Data supplied:
* * * *

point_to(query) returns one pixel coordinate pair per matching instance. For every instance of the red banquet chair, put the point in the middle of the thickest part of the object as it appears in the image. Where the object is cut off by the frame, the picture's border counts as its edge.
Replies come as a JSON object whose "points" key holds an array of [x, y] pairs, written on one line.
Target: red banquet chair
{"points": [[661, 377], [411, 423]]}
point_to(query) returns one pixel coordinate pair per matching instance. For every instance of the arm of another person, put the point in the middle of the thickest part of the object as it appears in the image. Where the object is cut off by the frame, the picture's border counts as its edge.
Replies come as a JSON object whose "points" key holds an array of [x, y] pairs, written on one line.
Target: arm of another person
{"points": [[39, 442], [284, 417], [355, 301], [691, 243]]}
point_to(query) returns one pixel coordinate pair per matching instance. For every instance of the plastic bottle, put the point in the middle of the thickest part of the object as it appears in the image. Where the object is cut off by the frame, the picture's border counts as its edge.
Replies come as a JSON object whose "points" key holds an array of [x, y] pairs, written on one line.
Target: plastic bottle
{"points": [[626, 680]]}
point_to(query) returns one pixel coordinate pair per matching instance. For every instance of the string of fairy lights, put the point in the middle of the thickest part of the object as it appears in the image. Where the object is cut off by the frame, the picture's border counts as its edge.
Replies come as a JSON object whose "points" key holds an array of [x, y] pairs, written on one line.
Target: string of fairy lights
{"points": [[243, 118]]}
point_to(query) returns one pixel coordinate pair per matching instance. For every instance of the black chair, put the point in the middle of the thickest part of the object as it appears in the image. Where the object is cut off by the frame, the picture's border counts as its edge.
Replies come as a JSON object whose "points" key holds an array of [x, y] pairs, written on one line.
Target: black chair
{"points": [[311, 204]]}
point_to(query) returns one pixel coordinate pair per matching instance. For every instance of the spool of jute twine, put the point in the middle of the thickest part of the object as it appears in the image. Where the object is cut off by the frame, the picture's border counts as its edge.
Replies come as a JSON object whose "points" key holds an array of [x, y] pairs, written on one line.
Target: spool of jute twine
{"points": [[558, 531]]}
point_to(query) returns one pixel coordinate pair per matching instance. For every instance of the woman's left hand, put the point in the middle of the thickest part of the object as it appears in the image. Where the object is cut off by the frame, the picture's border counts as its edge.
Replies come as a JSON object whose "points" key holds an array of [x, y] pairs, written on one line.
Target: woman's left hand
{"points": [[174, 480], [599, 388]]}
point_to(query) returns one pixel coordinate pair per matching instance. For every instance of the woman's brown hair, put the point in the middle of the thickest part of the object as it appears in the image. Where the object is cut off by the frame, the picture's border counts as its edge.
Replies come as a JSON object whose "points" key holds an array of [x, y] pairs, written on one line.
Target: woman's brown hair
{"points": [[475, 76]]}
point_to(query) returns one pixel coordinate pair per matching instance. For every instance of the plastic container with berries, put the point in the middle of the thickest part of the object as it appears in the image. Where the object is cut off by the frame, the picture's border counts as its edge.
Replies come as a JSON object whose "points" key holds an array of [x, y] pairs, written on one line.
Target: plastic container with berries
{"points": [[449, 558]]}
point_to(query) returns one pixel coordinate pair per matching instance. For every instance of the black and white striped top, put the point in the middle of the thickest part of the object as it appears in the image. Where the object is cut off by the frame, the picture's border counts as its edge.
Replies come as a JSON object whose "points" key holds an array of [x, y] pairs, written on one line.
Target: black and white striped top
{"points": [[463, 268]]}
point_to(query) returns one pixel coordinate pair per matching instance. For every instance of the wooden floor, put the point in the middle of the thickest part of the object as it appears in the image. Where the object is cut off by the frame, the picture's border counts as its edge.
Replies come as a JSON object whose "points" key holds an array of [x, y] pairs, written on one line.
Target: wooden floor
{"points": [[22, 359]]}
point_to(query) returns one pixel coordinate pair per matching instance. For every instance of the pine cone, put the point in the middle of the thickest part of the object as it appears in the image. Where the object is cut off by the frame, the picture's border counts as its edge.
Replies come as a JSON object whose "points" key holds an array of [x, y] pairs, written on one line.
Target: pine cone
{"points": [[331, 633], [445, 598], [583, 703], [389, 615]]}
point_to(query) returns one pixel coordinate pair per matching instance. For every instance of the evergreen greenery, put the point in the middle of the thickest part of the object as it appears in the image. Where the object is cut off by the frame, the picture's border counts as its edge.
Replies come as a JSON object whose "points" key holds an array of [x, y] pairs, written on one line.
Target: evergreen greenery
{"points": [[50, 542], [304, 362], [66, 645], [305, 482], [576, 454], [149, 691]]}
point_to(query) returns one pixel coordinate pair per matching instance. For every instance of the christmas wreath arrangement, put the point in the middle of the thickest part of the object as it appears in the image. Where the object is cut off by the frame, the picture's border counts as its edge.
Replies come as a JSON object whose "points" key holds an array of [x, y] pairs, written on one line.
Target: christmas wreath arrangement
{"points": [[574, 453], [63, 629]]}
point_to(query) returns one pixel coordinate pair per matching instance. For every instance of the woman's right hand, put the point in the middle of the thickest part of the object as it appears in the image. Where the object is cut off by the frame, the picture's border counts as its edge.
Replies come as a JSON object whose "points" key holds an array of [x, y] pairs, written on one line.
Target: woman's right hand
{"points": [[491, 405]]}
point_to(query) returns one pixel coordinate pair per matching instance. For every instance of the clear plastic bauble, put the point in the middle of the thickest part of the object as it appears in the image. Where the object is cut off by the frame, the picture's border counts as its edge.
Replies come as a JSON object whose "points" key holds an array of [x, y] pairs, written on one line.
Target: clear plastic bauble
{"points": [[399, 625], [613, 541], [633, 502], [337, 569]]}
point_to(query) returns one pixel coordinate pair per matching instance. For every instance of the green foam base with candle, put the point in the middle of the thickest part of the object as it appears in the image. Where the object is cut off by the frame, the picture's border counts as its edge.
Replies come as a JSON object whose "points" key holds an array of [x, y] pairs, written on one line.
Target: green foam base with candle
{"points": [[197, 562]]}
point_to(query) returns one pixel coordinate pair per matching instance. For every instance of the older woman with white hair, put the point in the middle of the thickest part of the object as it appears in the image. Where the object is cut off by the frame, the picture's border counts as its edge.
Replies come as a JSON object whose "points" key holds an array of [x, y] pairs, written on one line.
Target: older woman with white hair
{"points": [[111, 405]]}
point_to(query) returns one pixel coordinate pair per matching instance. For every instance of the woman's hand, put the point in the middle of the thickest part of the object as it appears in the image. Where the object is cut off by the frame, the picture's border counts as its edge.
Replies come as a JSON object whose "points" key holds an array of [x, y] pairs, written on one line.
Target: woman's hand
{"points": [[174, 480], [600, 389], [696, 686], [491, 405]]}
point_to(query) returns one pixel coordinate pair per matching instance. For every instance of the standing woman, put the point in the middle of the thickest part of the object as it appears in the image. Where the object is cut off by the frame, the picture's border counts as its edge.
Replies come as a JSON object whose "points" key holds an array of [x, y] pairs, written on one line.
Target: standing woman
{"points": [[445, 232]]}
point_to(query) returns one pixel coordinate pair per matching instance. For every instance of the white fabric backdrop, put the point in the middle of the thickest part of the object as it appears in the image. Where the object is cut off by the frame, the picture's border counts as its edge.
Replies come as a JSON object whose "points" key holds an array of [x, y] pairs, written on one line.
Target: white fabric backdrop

* * * *

Description of the task:
Mind each word and retype the entire listing above.

Task output:
point_to(query) returns one pixel coordinate pair per matching instance. For every instance of the red banquet chair, put the point in the middle of the thickest part of the object as it appears in the image. Where the object is cut off by the frame, the picture's border counts as its edge.
Replies come as a JSON object whose "points" key holds an array of [x, y] pairs, written on one line.
Target: red banquet chair
{"points": [[661, 377], [411, 423]]}
point_to(query) returns one pixel coordinate pair per matching instance. For every instance of the arm of another person, put the point in the middle of the thickest part of the object as it appears in the image. Where the object is cut off by the frame, the picture's border counts as its edge.
Replies come as a JSON object whose "points" key holds an array of [x, y] pairs, written on one line.
Target: arm of another person
{"points": [[39, 442], [284, 417], [355, 301], [691, 243]]}
point_to(query) returns one pixel coordinate pair per matching instance. For every instance of the plastic bottle, put the point in the middle of the thickest part of the object as it appears in the image. Where the object is cut off by the frame, the picture's border counts as its edge.
Replies come as a JSON object whose "points" key holds an array of [x, y] pairs, written on one line.
Target: plastic bottle
{"points": [[626, 680]]}
point_to(query) returns one pixel coordinate pair per matching instance. For every instance of the string of fairy lights, put the point in the middle of the thickest part of the object as it appears in the image. Where the object is cut off by the frame, the picture's border counts as its edge.
Replies come as a JSON object whose "points" key holds an array of [x, y] pairs, written on one line.
Target: string of fairy lights
{"points": [[243, 118]]}
point_to(query) returns one pixel coordinate pair per matching instance. For every instance of the black chair, put the point in the middle of the thickest part of the object as it appears in the image. Where the object is cut off by the frame, the picture's border counts as its edge.
Replies come as a JSON object whose "points" key holds an array of [x, y] pairs, written on one line.
Target: black chair
{"points": [[311, 204]]}
point_to(query) returns one pixel coordinate pair per matching instance. For every instance of the spool of jute twine, put the point in the middle of the thickest part of the object as it appears in the image. Where the object is cut off by the frame, the picture's border counts as its edge.
Replies come as a JSON object whose "points" key holds an array of [x, y] pairs, written on one line.
Target: spool of jute twine
{"points": [[558, 531]]}
point_to(query) returns one pixel coordinate pair per matching instance. For every instance of the woman's left hand, put the point in the middle of the thickest part of the object as it appears in the image. Where the object is cut off by the frame, the picture's border counts as its edge.
Replies come as a JSON object whose "points" key holds an array of [x, y] pairs, written on one line.
Target: woman's left hand
{"points": [[174, 480], [599, 388]]}
point_to(query) returns one pixel coordinate pair per matching instance. For every instance of the woman's brown hair, put the point in the middle of the thickest part of the object as it appears in the image. Where the object is cut off by the frame, the picture's border counts as its edge.
Replies come as a JSON object whose "points" key holds an array of [x, y] pairs, written on one line.
Target: woman's brown hair
{"points": [[475, 76]]}
point_to(query) returns one pixel coordinate pair per matching instance. For every instance of the plastic container with berries, put the point in the middle of the thickest part of the object as it appears in the image. Where the object is cut off by the frame, the picture's border counts as its edge.
Replies come as a JSON object whose "points" key holds an array of [x, y] pairs, written on one line.
Target: plastic container with berries
{"points": [[449, 558]]}
point_to(query) returns one pixel coordinate pair per matching instance. For every instance of the black and white striped top, put the point in the middle of the thickest part of the object as it appears in the image. Where the object is cut off by the frame, the picture's border counts as its edge.
Replies come as a JSON object whose "points" key holds an array of [x, y] pairs, written on one line.
Target: black and white striped top
{"points": [[463, 268]]}
point_to(query) returns one pixel coordinate pair per matching instance. For every instance of the wooden floor, put the point in the middle of the thickest part of the object as it appears in the image. Where the object is cut off by the frame, the picture's border counts as its edge.
Replies come as a JSON object whose "points" key holds an array of [x, y] pairs, written on one line.
Target: wooden floor
{"points": [[22, 359]]}
point_to(query) returns one pixel coordinate pair per matching instance. For every instance of the pine cone, put the point in the middle of the thickest part of the object as it appears in the image. Where the object is cut off by the frame, the picture's border counts as its edge.
Replies come as a JSON object whose "points" key holds an array of [x, y] pairs, written on one line.
Target: pine cone
{"points": [[331, 633], [445, 598], [583, 703], [389, 615]]}
point_to(query) returns one pixel coordinate pair per matching instance. For every instance of the evergreen greenery, put the point in the middle of the thickest part of the object as it appears in the image. Where the object is cut off by the frame, the picture's border counts as its edge.
Replies come as a JSON object whose "points" key holds an array of [x, y] pairs, written on one line.
Target: evergreen greenery
{"points": [[50, 542], [304, 362], [66, 645], [305, 482], [576, 454], [149, 691]]}
point_to(query) returns one pixel coordinate pair per matching instance. For every instance of the christmas wreath arrangement, put the point in the middle of the thickest part of the object as it appears in the image. Where the object is cut off by the frame, the picture's border counts as its edge.
Replies come as a JSON object whose "points" key holds an array of [x, y] pairs, written on one line.
Target: christmas wreath arrangement
{"points": [[574, 453], [63, 629]]}
point_to(query) returns one pixel coordinate pair per matching instance. For every instance of the woman's right hand, put the point in the middle of the thickest part of the object as it appears in the image. Where the object is cut off by the frame, the picture's border counts as its edge.
Replies come as a JSON object whose "points" key holds an array of [x, y] pairs, written on one line.
Target: woman's right hand
{"points": [[491, 405]]}
point_to(query) returns one pixel coordinate pair per matching instance. For every instance of the clear plastic bauble, put the point in the middle of the thickest part of the object as it appears in the image. Where the object is cut off by the frame, the picture's border counts as its edge.
Replies come as a JSON object whose "points" key holds an array of [x, y] pairs, written on one line.
Target: clear plastic bauble
{"points": [[399, 625], [613, 541], [633, 502], [337, 569]]}
point_to(query) returns one pixel coordinate pair per matching instance. For every instance of the green foam base with candle, put the point in the middle of the thickest part of the object as it appears in the image. Where the object is cut off by the frame, the picture's border counts as its edge.
Replies come as a JSON object whose "points" key holds an array of [x, y] pairs, written on one line.
Target: green foam base with candle
{"points": [[197, 562]]}
point_to(query) returns one pixel coordinate pair per matching instance. For every instance of the older woman with white hair, put the point in the middle of the thickest part of the object as it appears in the image. Where the object is cut off by the frame, the picture's border counts as its edge.
Replies come as a JSON object whose "points" key holds an array of [x, y] pairs, written on one line.
Target: older woman with white hair
{"points": [[111, 405]]}
point_to(query) returns one pixel coordinate pair per matching instance. For every instance of the woman's hand, put the point in the middle of the thickest part of the object as it appears in the image. Where the object is cut off by the frame, the picture's border counts as its edge.
Replies come as a JSON object whose "points" key holds an array of [x, y] pairs, written on one line.
Target: woman's hand
{"points": [[174, 480], [600, 389], [696, 686], [491, 405]]}
point_to(query) returns one pixel coordinate pair per matching instance. For every instance of the standing woman, put the point in the middle of the thickest part of the object as it appears in the image. Where the object is cut off by the frame, the picture's border counts as its edge.
Replies come as a JSON object whose "points" key holds an array of [x, y] pairs, written on one line.
Target: standing woman
{"points": [[445, 232]]}
point_to(query) returns one pixel coordinate pair per matching instance. For every instance of the white fabric backdrop, put the point in the middle of the thickest part of the object as it appears in the image. Where the object is cut off by the frame, the picture's border counts as its edge.
Replies come as a JSON object whose "points" key holds an array of [x, y] pairs, written on one line.
Target: white fabric backdrop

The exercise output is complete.